Similarly, must I be a speech-maker at protests against injustices? I still believe that the act of writing in itself can be an act of protest – even in this information age where information is increasingly absorbed audio-visually. Writing may not have the optics or sound bites of public speaking, but I feel far more committed when I write against a wrong.

Quote: The celebrations and the protests, legal campaigns and petitions, as also the numerous carnivals, lit fests and other rainbow pride public events across the country . . . perhaps these can be seen as signs of the Indian queer movements becoming more confident and acquiring chutzpah. All good with y’all, but then something seems amiss. Is it with these movements or something inside me?

This must be the time for me to stop and ‘honour’ the alienation I feel from both queer celebrations and protests, instead of dismissing it as a passing phase. Staying away from recent prides and demonstrations has set me thinking about the alienation that sometimes queer individuals seem to feel from the very movements that are trying to uphold their cause. This recently came through in my engagement with Varta Trust’s efforts to provide legal aid to queer individuals. Brief sharing here with identity markers modified or removed.

In one instance, two young women in love, both adults living in Kolkata, have been torn apart by the family members of one of them. They have managed to wrongfully confine one of the women in a clinic meant for recovering from addictions. That this should happen so blatantly after the reading down of Section 377 of the Indian Penal Code must raise questions in the minds of queer individuals about ‘claims of a victory’ by queer activists against historical injustice.

(Descriptions of regions in natural language)
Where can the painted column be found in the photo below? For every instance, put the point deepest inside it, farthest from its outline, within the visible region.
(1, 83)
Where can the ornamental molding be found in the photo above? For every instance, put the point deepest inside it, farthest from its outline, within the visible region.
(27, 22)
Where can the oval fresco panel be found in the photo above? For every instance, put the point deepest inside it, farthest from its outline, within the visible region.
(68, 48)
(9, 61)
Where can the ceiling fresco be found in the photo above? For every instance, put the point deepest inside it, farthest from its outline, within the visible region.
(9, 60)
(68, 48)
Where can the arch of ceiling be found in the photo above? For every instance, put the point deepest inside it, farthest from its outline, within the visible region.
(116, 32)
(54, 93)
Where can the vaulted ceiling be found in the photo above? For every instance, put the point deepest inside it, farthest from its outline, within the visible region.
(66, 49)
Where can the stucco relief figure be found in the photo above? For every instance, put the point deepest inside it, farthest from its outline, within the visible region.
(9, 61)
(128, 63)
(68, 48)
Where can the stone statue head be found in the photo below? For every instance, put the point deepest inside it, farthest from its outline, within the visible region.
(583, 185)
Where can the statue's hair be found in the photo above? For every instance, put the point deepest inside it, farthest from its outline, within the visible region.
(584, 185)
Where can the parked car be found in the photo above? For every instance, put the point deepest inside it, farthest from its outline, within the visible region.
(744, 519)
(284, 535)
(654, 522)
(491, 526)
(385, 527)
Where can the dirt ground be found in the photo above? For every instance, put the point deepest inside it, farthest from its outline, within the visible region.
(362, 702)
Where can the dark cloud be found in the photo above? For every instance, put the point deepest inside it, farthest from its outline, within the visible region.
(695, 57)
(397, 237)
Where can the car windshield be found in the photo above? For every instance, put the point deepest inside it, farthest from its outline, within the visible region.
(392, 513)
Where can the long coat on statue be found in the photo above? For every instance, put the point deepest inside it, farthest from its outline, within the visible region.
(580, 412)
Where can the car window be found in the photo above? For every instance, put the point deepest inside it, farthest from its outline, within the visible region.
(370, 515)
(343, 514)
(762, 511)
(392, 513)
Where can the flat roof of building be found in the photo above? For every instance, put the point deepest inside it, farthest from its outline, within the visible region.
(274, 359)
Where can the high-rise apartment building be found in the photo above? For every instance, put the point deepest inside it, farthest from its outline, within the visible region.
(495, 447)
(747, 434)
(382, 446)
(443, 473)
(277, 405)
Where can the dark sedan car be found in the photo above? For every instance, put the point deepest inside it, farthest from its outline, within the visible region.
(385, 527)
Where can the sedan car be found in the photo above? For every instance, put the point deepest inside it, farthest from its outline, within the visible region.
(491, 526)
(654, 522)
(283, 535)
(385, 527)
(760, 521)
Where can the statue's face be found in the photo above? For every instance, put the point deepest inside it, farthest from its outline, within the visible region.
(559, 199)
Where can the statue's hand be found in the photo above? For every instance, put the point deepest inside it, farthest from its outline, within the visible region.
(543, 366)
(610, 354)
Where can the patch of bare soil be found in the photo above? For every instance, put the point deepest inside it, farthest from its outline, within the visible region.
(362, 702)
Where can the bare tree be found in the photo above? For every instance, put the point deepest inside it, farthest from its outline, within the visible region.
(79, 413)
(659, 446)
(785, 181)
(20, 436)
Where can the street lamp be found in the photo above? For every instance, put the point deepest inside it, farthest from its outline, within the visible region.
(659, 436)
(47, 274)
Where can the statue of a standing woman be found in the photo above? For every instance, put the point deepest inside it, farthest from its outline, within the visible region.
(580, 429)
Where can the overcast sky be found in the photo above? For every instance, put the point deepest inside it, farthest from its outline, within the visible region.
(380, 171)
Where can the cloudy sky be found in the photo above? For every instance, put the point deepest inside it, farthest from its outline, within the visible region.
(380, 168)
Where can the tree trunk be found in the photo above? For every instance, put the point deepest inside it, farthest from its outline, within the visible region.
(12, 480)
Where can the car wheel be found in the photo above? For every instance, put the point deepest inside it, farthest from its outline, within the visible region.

*ACTIVITY 1*.
In the page extract, condense the paragraph beginning "This must be the time for me to stop" into a shorter version that keeps its main facts.
*ACTIVITY 2*.
State whether each statement agrees with the page extract, answering yes or no and quoting the deciding words.
(a) The author holds that writing can itself be a form of protest.
(b) The two young women in the Kolkata case are minors.
(c) One of the women was confined in a clinic for treating mental illness.

*ANSWER SECTION 1*.
The author chooses to "honour" their alienation from queer celebrations and protests instead of dismissing it as a passing phase. Staying away from recent prides and demonstrations led them to reflect on how queer individuals sometimes feel alienated from the movements working for their cause. This feeling surfaced recently through their work with Varta Trust's efforts to provide legal aid to queer individuals, and they briefly share cases with identity markers modified or removed.

*ANSWER SECTION 2*.
(a) Yes: "the act of writing in itself can be an act of protest"
(b) No: "both adults living in Kolkata"
(c) No: "in a clinic meant for recovering from addictions"